= What the task requires =
Reproduce the data below without any change, from the line containing "Where can the dark" through the line containing "<point>334,77</point>", including both of those lines.

━━━━━ Material provided ━━━━━

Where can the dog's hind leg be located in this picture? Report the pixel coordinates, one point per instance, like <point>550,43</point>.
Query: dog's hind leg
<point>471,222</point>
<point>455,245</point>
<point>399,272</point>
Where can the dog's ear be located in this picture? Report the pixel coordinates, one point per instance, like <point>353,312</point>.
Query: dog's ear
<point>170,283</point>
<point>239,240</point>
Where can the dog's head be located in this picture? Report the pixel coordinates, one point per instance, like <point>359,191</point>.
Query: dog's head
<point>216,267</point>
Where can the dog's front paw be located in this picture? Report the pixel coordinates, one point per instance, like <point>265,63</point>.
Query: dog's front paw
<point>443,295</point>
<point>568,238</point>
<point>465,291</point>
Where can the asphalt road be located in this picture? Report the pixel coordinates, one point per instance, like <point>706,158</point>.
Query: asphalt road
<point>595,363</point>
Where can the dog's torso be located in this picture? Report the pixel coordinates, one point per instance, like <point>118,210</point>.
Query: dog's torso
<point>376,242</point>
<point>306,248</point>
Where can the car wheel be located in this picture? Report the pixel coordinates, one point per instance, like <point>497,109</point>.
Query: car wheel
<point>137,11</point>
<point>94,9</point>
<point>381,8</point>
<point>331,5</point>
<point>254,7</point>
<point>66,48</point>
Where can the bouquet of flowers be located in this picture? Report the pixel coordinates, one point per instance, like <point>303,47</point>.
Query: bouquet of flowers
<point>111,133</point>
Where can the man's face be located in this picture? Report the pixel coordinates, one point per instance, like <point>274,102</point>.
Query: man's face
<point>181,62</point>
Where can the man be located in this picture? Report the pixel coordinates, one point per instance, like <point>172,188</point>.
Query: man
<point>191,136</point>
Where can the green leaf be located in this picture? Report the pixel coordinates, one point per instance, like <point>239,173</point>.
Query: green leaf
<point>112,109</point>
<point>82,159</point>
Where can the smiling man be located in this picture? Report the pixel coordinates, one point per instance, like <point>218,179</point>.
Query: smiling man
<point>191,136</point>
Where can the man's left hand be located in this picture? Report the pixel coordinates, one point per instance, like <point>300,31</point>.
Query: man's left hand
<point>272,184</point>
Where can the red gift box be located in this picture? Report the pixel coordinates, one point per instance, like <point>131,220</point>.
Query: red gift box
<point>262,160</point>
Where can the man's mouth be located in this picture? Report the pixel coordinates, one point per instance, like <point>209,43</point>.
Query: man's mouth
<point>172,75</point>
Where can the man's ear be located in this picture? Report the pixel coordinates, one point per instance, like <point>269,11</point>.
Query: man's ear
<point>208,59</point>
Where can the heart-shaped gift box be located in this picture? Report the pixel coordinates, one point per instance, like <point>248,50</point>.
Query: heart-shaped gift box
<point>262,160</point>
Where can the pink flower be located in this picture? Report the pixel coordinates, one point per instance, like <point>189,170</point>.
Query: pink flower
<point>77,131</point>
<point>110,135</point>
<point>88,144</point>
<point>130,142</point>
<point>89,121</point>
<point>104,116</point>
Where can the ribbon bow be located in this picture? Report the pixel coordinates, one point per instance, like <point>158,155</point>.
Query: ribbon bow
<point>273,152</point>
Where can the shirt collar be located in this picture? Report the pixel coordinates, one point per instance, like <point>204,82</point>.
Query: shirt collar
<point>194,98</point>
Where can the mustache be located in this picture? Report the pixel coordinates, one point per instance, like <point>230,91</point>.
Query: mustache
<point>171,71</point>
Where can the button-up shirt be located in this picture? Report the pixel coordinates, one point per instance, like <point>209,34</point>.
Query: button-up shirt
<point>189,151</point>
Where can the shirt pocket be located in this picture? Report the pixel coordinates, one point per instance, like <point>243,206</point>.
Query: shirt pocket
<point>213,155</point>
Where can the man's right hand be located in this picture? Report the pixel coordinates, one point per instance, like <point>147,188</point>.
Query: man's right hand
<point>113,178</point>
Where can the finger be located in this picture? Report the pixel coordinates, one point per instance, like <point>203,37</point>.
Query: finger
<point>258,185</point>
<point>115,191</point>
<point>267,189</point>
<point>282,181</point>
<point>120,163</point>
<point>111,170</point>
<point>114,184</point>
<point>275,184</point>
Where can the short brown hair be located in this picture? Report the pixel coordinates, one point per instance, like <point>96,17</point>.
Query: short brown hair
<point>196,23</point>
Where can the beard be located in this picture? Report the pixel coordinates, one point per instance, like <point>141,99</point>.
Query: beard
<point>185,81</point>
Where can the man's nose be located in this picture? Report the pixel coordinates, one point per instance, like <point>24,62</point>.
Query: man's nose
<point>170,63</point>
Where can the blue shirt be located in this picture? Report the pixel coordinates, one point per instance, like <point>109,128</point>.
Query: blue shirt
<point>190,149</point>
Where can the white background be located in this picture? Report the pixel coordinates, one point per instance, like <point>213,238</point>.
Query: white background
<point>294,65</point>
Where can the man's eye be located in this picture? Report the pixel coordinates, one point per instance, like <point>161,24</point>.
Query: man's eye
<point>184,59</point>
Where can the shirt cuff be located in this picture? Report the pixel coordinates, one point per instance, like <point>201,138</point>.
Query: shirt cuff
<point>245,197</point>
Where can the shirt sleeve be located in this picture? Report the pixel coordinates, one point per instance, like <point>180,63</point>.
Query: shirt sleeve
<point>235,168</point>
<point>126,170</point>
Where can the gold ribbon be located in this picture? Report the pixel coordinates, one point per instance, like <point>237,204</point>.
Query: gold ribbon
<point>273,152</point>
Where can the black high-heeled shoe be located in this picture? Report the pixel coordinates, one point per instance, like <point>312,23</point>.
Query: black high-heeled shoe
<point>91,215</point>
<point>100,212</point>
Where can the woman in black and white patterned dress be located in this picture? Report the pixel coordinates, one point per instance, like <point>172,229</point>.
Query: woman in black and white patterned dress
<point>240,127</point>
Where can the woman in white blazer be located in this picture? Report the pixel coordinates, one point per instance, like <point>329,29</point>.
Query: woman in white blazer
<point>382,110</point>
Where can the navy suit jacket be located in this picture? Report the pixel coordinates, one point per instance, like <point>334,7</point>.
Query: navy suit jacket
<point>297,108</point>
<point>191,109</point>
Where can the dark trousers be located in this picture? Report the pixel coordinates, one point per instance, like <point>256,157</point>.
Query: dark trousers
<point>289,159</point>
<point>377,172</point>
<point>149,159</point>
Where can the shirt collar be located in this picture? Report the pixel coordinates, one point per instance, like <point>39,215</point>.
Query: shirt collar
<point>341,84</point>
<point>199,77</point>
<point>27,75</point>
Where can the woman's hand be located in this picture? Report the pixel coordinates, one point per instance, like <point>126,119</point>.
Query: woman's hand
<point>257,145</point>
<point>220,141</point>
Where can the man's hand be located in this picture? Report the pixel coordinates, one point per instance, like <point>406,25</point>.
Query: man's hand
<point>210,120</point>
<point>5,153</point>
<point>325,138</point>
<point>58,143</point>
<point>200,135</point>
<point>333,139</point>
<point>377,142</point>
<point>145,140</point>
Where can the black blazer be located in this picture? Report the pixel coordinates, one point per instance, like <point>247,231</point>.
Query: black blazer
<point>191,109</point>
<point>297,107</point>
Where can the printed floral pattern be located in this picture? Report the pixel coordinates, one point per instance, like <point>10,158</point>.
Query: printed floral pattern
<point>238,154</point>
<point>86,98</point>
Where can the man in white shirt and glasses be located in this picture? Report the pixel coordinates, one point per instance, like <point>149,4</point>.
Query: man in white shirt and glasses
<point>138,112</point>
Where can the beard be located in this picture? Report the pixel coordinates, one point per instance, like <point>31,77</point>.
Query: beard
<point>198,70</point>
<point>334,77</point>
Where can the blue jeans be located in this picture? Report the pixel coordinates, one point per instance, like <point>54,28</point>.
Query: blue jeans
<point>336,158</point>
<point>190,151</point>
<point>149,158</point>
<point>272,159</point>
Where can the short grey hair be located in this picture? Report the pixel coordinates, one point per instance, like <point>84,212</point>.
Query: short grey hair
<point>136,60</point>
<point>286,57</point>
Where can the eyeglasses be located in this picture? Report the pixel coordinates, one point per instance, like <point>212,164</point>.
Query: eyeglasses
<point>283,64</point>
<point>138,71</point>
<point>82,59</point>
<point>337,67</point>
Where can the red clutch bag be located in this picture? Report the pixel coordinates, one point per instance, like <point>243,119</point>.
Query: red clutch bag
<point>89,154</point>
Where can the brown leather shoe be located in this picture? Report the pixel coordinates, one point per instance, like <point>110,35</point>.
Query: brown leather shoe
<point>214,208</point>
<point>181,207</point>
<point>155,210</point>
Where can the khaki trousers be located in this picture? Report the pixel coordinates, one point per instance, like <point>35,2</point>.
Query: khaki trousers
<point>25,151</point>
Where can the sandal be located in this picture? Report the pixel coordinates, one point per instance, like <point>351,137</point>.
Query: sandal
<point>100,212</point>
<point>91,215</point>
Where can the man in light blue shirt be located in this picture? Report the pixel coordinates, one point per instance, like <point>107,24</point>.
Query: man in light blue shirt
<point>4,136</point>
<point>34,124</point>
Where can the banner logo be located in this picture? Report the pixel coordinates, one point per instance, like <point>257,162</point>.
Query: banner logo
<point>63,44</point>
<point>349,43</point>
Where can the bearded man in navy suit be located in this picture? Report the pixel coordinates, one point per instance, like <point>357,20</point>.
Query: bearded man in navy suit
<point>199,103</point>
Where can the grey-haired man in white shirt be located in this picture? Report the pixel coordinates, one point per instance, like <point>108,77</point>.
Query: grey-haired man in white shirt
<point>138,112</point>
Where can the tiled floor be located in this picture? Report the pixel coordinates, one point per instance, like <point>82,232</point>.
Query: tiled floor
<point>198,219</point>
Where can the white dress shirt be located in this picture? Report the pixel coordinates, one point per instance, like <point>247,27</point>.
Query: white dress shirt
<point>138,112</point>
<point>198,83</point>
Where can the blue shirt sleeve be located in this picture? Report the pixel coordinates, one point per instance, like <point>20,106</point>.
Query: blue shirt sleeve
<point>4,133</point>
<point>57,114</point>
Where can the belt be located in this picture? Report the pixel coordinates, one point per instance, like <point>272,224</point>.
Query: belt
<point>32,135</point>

━━━━━

= Complete answer =
Where can the dark trousers be located in this picture? Report the pixel coordinates, one point per instance, like <point>256,157</point>.
Query: dark trousers
<point>289,159</point>
<point>377,172</point>
<point>149,159</point>
Where can the shirt collar be located in this picture? Report the pixel coordinates, one point per instance, like <point>39,215</point>.
Query: shirt collar
<point>341,84</point>
<point>199,77</point>
<point>27,75</point>
Where can the woman's hand be located in this picture? Report the pixel coordinates, one point per instance, like <point>126,119</point>.
Query: woman's hand
<point>257,145</point>
<point>220,141</point>
Where can the man's hand be located in this picture? Report the pixel coordinates, one point per instance, like <point>406,25</point>.
Query: man's hand
<point>210,120</point>
<point>5,153</point>
<point>325,138</point>
<point>58,143</point>
<point>200,135</point>
<point>333,139</point>
<point>377,142</point>
<point>145,140</point>
Where can the black blazer be located in this picture? Report the pixel coordinates, one point per instance, like <point>247,231</point>.
Query: black blazer
<point>191,109</point>
<point>297,107</point>
Where can the printed floral pattern be located in this picture? Report the pixel coordinates, one point per instance, like <point>10,158</point>.
Query: printed floral pattern
<point>238,154</point>
<point>86,98</point>
Where can the man in white shirt and glasses be located in this picture? Report the pixel coordinates, one point per instance, like <point>149,4</point>.
Query: man in white shirt and glasses
<point>138,112</point>
Where can the beard be located in this picture? Report the pixel coordinates, one point per instance, like <point>31,77</point>.
Query: beard
<point>198,70</point>
<point>334,77</point>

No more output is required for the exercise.